▶ [Instructions to follow]: Format the records below as a numbered list with one line per entry, omitting blank lines and the pictures.

====== Information supplied

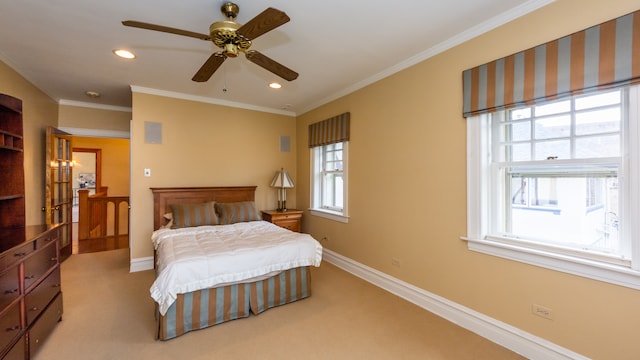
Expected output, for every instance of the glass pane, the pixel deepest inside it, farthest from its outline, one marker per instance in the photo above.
(598, 121)
(560, 149)
(332, 195)
(553, 127)
(598, 146)
(591, 101)
(516, 131)
(518, 114)
(553, 108)
(515, 152)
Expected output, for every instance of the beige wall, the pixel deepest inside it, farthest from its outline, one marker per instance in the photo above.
(115, 161)
(94, 118)
(203, 145)
(38, 112)
(407, 194)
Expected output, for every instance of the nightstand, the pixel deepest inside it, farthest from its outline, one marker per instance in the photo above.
(290, 219)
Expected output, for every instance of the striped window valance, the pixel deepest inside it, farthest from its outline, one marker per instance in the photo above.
(600, 57)
(330, 131)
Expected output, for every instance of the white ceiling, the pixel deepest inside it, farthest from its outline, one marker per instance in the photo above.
(64, 47)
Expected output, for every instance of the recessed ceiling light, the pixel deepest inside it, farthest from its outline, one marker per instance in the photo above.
(125, 54)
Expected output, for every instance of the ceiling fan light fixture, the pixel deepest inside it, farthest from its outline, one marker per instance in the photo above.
(125, 54)
(231, 50)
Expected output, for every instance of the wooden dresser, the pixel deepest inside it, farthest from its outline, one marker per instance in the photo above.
(290, 219)
(30, 293)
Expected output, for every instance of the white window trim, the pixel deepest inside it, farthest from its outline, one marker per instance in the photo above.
(315, 210)
(478, 213)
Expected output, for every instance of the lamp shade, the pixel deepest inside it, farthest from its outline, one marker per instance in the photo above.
(282, 180)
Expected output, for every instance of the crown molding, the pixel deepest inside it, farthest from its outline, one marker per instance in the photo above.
(208, 100)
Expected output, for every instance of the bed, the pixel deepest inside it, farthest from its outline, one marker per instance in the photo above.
(221, 262)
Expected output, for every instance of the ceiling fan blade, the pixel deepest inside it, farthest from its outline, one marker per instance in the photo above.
(271, 65)
(209, 67)
(166, 29)
(265, 21)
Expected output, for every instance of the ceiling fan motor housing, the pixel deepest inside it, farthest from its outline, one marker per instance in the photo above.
(223, 34)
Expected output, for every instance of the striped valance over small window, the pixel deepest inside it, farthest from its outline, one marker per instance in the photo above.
(600, 57)
(330, 131)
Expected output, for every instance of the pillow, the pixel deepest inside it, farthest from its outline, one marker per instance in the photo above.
(241, 211)
(189, 215)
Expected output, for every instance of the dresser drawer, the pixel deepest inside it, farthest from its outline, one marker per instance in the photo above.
(16, 255)
(37, 265)
(9, 286)
(47, 238)
(44, 326)
(41, 295)
(10, 325)
(18, 351)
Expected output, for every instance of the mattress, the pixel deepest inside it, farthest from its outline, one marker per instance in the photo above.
(196, 258)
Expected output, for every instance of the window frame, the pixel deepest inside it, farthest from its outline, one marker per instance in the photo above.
(316, 184)
(480, 213)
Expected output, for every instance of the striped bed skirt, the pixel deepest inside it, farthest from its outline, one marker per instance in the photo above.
(204, 308)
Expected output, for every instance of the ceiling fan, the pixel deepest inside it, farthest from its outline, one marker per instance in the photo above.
(232, 38)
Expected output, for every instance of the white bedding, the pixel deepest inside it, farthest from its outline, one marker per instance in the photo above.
(196, 258)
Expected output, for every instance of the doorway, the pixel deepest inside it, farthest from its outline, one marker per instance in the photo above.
(86, 175)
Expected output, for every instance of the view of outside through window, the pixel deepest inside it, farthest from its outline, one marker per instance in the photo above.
(332, 179)
(558, 166)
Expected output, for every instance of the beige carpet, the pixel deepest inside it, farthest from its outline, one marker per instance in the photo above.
(108, 314)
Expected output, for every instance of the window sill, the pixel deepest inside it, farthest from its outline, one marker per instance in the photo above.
(614, 274)
(331, 215)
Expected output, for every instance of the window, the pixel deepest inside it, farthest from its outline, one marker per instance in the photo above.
(556, 185)
(329, 180)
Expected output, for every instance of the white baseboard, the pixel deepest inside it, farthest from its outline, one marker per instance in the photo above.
(521, 342)
(141, 264)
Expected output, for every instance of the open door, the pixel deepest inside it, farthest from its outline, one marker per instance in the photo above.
(58, 191)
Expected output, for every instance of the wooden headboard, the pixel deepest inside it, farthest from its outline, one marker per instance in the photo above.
(164, 197)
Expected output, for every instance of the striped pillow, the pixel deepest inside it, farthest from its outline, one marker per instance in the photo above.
(188, 215)
(241, 211)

============

▶ [Expected answer]:
1. Expected output, for every instance of the glass pane, the pixel deepest inside it, farthest from its outline, one marker per instance in the photo above.
2. (598, 121)
3. (560, 149)
4. (332, 195)
5. (553, 127)
6. (598, 146)
7. (591, 101)
8. (516, 131)
9. (518, 114)
10. (553, 108)
11. (515, 152)
12. Expected output, for every instance of the beige wall, the pixel deepest inside it, farthest from its outline, one marker per instance in the photo above.
13. (115, 161)
14. (94, 118)
15. (203, 145)
16. (38, 112)
17. (407, 194)
18. Expected output, for every instance of the nightstand, the pixel deepest inside it, farthest from its outline, one marker per instance in the photo above.
19. (290, 219)
20. Expected output, for every instance of the striped window valance, the pixel deepest inside it, farthest from its outline, one marker per instance in the photo above.
21. (600, 57)
22. (330, 131)
23. Expected output, for every instance of the white ceiling, the pixel deepest inside it, farthest from its outline, one marker per instance in the photo above.
24. (64, 47)
25. Expected output, for every instance of the recessed ceiling light, the pixel deepest inside it, farthest from its outline, one marker per instance in the photo above.
26. (125, 54)
27. Expected output, for every instance of the ceiling fan light fixture, the pixel deepest inside it, farthest from its outline, one marker per instance in the photo above.
28. (125, 54)
29. (231, 50)
30. Expected output, for every instance of the wooden dresser, the pixel deepest inside it, farthest from its outline, one marker per instance in the photo above.
31. (290, 219)
32. (30, 293)
33. Expected output, for every instance of the white window trim, the pixel deepest inside it, farthest from its outline, one marker per instance in the photo above.
34. (315, 210)
35. (478, 213)
36. Expected output, for every instance of the lamp shade, the pixel deepest inside it, farthest from its outline, one marker per instance in the photo above.
37. (282, 180)
38. Expected output, for every instance of the crown molding, the pixel deepest inside it, farthest from its outline, one marker per instance in the photo above.
39. (208, 100)
40. Expected output, for every instance of the bed, the pixel deepest inside it, farthest from its outline, one marker per instance in the photo above.
41. (221, 262)
42. Expected output, for every instance of the ceiling fan blade, the pixel deepest inside it, farthest from its outline, one marker per instance in the photo above.
43. (271, 65)
44. (209, 67)
45. (166, 29)
46. (265, 21)
47. Expected output, for every instance of the ceiling fan motor housing, the pixel deepest inside it, farthest from its outline, one marker per instance in the photo above.
48. (223, 34)
49. Expected output, for every instance of the striped valance over small window, the pixel deepest inside it, farthest from its outline, one marker per instance in the photo above.
50. (600, 57)
51. (330, 131)
52. Expected output, for every instance of the pillow, the pixel deepest inside it, farthest from its outline, one marker per instance in the photo above.
53. (241, 211)
54. (189, 215)
55. Expected output, for every instance of the dresser drawer, the pixel deepest inside it, farthest from its outline, one marker per instance in the photo above.
56. (16, 255)
57. (37, 265)
58. (9, 286)
59. (47, 238)
60. (44, 326)
61. (41, 295)
62. (10, 325)
63. (18, 351)
64. Expected output, for every instance of the mattress, the pixel deepest inside it, farthest from its outline, one marker per instance in the photo above.
65. (196, 258)
66. Expected output, for every instance of the window frame, the pixel deepest inside it, farthest from its outline, one marker per instance in the photo above.
67. (316, 184)
68. (480, 213)
69. Expected output, for every instance of the striped bed skirt, the pixel deepest inside it, farthest from its outline, one marker per instance in the photo above.
70. (204, 308)
71. Expected output, for every instance of the ceiling fan, the pixel deepest inside it, farthest from its outline, one marker per instance in the photo above.
72. (232, 38)
73. Expected output, for every instance of the white bedding, the pixel deepest inside it, farthest from its outline, one marker per instance in the photo above.
74. (196, 258)
75. Expected output, for every instance of the doorway, the pixel deepest inside it, farthest from its outline, one marker per instance in the photo above.
76. (86, 175)
77. Expected output, for every instance of the view of outside through window, the pixel deepest inside it, farthest from its outline, one marker per instance in the photo above.
78. (332, 179)
79. (558, 166)
80. Expected output, for every instance of the beige carpet, the pixel deepest inside it, farthest from its outline, one marker per instance in the photo above.
81. (108, 314)
82. Expected output, for every instance of the window sill, the pixel deepest inside it, farthest from its outline, one marker per instance in the photo above.
83. (614, 274)
84. (331, 215)
85. Expected output, for every instance of the window, the pixel deepest inside it, farthest from its outline, one marker per instance in the photo above.
86. (556, 185)
87. (329, 180)
88. Expected output, for every instance of the white baseboard, the pixel deepest inside it, farthest from its outline, one marker per instance in the photo above.
89. (521, 342)
90. (141, 264)
91. Expected output, for every instance of the open door, the pixel deepest inside it, farthest from its outline, one marker per instance in the photo above.
92. (58, 191)
93. Expected output, for every instance of the wooden headboard, the pixel deepest inside it, farthest from its outline, one marker per instance in the photo above.
94. (164, 197)
95. Expected output, for every instance of the striped pillow, the pixel deepest inside it, farthest from its outline, one marker per instance in the photo above.
96. (188, 215)
97. (241, 211)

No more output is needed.